## Work task
Go through the listing and write out all of it exactly.

## Provided entries

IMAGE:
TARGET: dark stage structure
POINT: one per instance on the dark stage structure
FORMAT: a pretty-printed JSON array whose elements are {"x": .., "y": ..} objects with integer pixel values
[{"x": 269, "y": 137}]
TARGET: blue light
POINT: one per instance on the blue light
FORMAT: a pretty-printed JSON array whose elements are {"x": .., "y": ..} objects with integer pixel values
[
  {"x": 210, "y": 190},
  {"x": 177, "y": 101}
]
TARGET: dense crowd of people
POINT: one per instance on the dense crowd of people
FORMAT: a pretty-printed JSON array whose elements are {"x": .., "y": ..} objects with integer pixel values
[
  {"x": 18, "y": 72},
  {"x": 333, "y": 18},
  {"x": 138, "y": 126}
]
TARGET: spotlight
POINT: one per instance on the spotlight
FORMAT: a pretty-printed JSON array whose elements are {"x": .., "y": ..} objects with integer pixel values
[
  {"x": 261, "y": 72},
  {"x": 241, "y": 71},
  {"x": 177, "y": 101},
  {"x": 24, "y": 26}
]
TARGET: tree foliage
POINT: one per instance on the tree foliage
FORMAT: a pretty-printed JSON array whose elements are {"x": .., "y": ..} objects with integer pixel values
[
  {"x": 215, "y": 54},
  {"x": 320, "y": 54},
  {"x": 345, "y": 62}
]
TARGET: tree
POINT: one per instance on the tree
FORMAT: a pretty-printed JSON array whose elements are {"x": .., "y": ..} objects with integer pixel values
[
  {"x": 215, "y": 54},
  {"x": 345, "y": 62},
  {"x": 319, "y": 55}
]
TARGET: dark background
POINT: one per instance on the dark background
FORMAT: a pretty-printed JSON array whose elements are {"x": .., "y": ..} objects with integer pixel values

## Response below
IMAGE:
TARGET: dark stage structure
POINT: one per instance on the dark stage structure
FORMAT: a pretty-printed JSON array whose elements are {"x": .., "y": ..} objects with integer pixel values
[{"x": 269, "y": 137}]
TARGET: blue light
POINT: one per instance on the blue light
FORMAT: a pretty-printed JSON array whose elements are {"x": .., "y": ..} objects with integer pixel values
[
  {"x": 210, "y": 190},
  {"x": 177, "y": 101}
]
TARGET: dense crowd of people
POINT: one per instance on the dense crowd of people
FORMAT: a pretty-printed JSON array whose elements are {"x": .., "y": ..} objects with integer pixel values
[
  {"x": 18, "y": 72},
  {"x": 333, "y": 18},
  {"x": 138, "y": 126}
]
TARGET: spotlight
POINT: one per instance on the spotlight
FORMAT: a pretty-printed JSON array whose elements are {"x": .., "y": ..} objects with integer pixel values
[
  {"x": 261, "y": 72},
  {"x": 241, "y": 71},
  {"x": 177, "y": 101},
  {"x": 24, "y": 26}
]
TARGET: tree foliage
POINT: one per instance on the tree foliage
FORMAT: a pretty-printed JSON array whose elements are {"x": .., "y": ..} objects with integer pixel values
[
  {"x": 215, "y": 54},
  {"x": 320, "y": 54},
  {"x": 345, "y": 62}
]
TARGET: tree
POINT: one per instance on the tree
FORMAT: a pretty-printed JSON array whose elements are {"x": .., "y": ..} objects with integer pixel values
[
  {"x": 215, "y": 54},
  {"x": 345, "y": 62},
  {"x": 319, "y": 55}
]
TARGET: dark background
POINT: one per instance on the dark background
FORMAT: a pretty-printed JSON array whose elements are {"x": .., "y": ..} objects with integer pixel values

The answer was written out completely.